● COMPLETE THE FOLLOWING:
1. In the forum post about parsing a procurement notice, list each tag in the sample document whose value consists only of digits, along with that value.
2. Resume the forum post about parsing a procurement notice, picking up right after its last line.

** Begin SELECTED EXCERPT **

I'm attempting to parse a document that looks similar to this:
<PRESOL>
<DATE>1112
<YEAR>12
<AGENCY>Defense Logistics Agency
<OFFICE>DLA Acquisition Locations
<LOCATION>DLA Land and Maritime
<ZIP>43218-3990
<CLASSCOD>59
<DESC>Proposed procurement for NSN 5365013055528 SPACER,PLATE:
Line 0001 Qty 70.00 UI EA Deliver To: ARIZONA INDUSTRIES FOR THE BLIND By: 0180 DAYS ADOThe solicitation is an RFQ and will be available at the link provided in this notice. Hard copies of this solicitation are not available. Digitized drawings and Military Specifications and Standards may be retrieved, or ordered, electronically.
All responsible sources may submit a quote which, if timely received, shall be considered.
Quotes must be submitted electronically.
<SETASIDE>HUBZone
.......

** End SELECTED EXCERPT **
** Begin INFORMATION GIVEN **

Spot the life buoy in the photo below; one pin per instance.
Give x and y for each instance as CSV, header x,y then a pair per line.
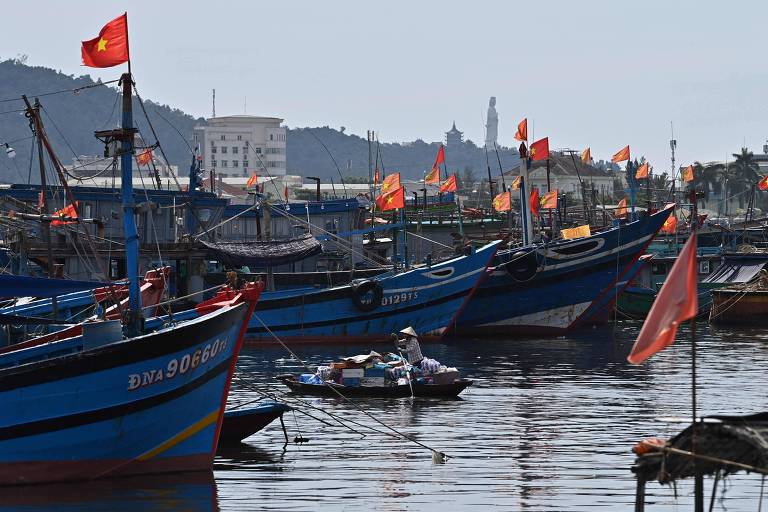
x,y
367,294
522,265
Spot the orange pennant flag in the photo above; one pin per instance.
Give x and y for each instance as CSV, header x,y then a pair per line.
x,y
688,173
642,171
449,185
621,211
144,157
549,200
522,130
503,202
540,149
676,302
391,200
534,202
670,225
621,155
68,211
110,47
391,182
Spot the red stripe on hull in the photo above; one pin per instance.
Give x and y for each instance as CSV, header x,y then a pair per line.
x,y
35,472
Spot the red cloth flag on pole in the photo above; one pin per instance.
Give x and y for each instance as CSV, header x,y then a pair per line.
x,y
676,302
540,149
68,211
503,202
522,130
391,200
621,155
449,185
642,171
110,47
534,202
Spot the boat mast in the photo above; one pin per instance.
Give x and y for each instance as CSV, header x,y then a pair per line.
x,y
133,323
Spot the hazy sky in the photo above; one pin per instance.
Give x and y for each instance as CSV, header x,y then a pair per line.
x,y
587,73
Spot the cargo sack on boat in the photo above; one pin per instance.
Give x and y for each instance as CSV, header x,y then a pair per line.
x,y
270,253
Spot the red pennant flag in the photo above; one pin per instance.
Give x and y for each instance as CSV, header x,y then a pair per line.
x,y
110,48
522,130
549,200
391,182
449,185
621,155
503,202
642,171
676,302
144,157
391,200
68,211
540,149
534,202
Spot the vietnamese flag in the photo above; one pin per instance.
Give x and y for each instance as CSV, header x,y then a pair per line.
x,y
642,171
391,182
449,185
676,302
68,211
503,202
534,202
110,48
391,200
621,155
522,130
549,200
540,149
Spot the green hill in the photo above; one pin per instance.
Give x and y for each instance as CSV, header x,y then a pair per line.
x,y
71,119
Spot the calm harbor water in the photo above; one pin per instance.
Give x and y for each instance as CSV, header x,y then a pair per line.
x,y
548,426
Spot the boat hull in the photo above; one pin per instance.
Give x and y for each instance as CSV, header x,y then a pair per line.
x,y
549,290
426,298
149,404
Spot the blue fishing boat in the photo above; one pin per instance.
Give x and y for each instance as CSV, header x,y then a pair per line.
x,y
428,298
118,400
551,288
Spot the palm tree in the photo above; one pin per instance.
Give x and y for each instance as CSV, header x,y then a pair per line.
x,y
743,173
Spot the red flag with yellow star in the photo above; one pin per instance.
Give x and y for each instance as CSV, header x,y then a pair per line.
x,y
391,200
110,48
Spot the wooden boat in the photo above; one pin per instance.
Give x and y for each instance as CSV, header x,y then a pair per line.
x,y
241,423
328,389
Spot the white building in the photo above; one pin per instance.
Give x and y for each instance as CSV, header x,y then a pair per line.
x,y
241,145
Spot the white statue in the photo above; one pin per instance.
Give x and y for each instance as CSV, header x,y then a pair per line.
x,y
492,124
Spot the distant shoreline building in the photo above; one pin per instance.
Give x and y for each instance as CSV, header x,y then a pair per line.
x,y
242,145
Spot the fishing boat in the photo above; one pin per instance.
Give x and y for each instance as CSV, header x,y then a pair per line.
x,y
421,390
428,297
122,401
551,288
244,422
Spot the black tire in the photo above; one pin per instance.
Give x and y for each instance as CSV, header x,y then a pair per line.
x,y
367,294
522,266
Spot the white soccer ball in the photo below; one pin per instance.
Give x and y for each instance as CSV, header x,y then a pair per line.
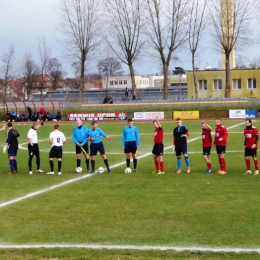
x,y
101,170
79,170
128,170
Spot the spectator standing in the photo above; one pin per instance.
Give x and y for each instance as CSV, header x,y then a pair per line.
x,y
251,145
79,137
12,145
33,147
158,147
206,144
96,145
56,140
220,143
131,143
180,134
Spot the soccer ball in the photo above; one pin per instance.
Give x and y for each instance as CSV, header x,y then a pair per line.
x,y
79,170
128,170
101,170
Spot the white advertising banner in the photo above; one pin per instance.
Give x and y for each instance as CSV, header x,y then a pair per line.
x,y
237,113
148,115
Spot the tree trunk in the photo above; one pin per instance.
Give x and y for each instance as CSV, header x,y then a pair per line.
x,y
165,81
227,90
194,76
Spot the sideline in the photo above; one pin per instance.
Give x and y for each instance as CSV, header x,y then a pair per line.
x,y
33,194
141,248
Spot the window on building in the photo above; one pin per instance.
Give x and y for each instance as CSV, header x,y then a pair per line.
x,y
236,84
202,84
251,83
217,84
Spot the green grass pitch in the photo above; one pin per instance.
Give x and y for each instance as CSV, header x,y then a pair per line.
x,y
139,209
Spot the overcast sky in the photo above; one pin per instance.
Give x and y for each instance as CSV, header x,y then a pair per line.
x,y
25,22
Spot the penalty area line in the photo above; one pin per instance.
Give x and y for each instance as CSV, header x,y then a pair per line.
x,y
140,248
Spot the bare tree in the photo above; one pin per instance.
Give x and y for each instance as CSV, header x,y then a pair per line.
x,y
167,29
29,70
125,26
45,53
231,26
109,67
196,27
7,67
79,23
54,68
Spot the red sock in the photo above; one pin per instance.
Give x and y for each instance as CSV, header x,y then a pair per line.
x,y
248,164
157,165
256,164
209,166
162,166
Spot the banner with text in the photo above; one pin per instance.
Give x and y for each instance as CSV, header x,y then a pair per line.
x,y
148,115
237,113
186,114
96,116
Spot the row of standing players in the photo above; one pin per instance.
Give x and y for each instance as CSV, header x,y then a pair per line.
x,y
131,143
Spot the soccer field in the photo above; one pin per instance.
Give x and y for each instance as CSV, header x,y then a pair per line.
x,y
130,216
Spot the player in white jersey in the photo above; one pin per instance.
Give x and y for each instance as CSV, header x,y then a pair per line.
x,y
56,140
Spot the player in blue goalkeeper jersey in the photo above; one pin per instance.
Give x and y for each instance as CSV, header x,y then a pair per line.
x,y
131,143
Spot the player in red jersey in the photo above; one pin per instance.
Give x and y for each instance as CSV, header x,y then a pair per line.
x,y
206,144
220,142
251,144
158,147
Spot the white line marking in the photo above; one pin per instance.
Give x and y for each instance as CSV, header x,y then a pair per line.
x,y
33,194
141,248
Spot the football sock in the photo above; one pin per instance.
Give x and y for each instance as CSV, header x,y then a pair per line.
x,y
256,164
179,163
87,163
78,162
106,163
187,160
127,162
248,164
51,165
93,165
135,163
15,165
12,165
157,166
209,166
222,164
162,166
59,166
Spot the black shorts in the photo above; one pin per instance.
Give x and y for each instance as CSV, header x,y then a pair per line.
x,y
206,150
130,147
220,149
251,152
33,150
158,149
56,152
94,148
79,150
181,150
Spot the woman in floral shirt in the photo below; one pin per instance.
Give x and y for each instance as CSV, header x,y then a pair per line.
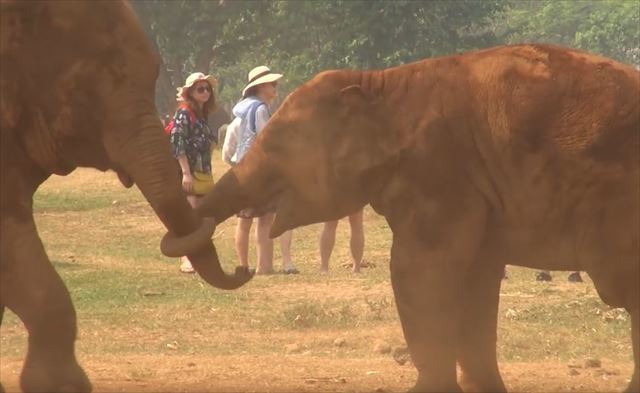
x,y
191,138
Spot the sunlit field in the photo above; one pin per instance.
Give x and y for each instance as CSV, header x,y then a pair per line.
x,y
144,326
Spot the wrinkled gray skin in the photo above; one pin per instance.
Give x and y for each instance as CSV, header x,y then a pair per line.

** End INFORMATION GIVEN **
** Begin INFORMATION GIVEN **

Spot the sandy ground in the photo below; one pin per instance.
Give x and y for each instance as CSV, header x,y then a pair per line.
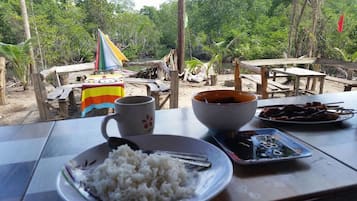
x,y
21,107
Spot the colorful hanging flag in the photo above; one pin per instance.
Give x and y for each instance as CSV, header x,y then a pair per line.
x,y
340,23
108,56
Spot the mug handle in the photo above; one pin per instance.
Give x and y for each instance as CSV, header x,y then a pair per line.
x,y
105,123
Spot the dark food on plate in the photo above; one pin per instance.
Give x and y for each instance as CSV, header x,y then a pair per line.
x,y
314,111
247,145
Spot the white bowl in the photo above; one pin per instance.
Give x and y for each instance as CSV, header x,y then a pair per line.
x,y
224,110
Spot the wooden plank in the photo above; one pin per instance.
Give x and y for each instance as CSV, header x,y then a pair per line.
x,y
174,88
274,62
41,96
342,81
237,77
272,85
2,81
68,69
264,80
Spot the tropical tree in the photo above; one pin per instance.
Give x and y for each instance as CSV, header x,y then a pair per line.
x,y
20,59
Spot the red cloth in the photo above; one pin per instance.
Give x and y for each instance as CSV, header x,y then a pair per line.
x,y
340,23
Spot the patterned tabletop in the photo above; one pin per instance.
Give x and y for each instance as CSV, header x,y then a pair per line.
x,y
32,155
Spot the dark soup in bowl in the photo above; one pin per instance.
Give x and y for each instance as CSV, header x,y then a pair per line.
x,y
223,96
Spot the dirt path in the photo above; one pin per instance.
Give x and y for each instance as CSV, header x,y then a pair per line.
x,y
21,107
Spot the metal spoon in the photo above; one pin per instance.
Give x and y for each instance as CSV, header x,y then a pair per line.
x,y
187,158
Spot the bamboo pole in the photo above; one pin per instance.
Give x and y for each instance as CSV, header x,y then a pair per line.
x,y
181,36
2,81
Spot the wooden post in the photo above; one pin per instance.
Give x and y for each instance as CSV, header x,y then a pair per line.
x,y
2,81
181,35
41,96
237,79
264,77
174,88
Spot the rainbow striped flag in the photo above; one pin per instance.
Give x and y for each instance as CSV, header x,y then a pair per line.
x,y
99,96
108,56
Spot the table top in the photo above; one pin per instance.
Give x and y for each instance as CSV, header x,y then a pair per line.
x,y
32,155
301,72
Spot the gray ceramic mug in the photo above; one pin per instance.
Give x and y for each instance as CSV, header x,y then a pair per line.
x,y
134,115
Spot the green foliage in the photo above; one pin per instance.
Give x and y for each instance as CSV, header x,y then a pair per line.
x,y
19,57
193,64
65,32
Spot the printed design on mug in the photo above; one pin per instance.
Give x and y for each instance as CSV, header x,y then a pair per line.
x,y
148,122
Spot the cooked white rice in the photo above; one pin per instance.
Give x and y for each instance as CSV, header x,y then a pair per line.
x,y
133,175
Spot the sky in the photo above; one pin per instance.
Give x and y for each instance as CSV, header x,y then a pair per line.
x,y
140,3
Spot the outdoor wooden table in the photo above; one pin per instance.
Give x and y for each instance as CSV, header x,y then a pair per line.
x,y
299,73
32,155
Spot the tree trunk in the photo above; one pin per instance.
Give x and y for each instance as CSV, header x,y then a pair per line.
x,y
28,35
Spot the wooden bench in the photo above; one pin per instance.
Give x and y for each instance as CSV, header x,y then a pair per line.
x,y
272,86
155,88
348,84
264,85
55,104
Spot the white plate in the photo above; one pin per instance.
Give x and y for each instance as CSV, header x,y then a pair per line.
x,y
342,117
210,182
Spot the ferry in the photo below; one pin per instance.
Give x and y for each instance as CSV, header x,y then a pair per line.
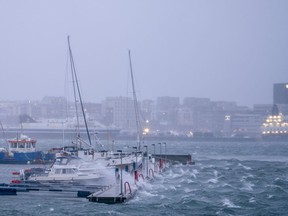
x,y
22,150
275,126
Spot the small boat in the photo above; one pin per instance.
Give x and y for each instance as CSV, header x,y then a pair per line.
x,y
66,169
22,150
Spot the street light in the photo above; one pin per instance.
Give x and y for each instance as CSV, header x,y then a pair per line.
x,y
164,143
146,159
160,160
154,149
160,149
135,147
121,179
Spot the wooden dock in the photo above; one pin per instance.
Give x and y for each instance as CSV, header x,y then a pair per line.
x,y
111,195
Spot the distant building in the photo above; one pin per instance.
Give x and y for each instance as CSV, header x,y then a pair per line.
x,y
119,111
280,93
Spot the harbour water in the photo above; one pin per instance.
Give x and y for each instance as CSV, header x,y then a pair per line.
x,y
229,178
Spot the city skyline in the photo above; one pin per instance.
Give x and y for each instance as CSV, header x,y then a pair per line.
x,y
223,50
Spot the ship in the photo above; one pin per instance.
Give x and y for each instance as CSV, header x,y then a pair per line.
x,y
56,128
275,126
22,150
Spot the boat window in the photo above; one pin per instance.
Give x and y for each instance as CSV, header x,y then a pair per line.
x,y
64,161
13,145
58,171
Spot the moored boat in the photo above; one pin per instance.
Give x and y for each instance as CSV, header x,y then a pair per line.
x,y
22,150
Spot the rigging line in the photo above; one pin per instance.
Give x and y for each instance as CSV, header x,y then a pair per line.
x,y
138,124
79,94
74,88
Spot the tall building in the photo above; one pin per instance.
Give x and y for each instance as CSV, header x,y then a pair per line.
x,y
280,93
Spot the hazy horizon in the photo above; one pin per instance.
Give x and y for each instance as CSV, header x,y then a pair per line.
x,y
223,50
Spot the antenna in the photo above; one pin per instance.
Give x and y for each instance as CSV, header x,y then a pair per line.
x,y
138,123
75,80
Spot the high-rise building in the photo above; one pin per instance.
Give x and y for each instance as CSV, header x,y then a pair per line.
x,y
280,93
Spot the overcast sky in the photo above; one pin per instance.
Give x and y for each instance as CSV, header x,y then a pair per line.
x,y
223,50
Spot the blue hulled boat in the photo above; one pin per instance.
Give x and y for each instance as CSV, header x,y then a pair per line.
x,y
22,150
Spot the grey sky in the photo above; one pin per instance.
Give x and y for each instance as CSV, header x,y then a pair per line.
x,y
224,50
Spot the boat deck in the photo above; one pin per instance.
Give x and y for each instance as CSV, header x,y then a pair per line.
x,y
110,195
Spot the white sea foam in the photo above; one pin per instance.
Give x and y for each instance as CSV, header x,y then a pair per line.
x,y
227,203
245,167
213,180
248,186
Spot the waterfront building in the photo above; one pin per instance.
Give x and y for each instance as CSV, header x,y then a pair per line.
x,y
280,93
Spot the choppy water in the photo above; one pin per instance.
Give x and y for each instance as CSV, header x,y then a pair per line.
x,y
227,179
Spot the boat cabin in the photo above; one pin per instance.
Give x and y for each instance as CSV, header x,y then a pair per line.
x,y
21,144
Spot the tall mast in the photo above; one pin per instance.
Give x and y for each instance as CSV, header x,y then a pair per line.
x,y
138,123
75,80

** End INFORMATION GIVEN **

● OUTPUTS FOR THE TASKS:
1.
DATE: 1112
YEAR: 12
CLASSCOD: 59

2.
</PRESOL>
As you can see its a bizarre, but perhaps it used to be some standard. The entire document appears to use a limited set of white space characters, for instance I see no [tab], however I do see line breaks within some of the larger data blocks.
Does this look familiar to anyone?
I'm looking for a rails gem that might parse this.
(Understand that I haven't seen this before - this is all the result of some digging around)
This is the format for a Presolicitation Notice, as published by the United States' Federal Business Opportunities... something. This is one of fifteen data interchange formats defined by that organization.
I could find no description of the base format for that template. Which is unfortunate, because there are a ton of gotchas in SGML (as I mentioned in the comments, this sure looks a lot like SGML) that will bite you if you're not prepared for them. Here's an interesting example from Wikipedia: <QUOTE></QUOTE>
can also be written as: <QUOTE//
, or <QUOTE>
.
The template documentation is limited to the format of the data expected in each field. For example:
<CLASSCOD>
Either one alphabetic code or a two-digit code for service or supply that the synopsis should be listed under. Valid classification code (FAR, Section 5.207(g))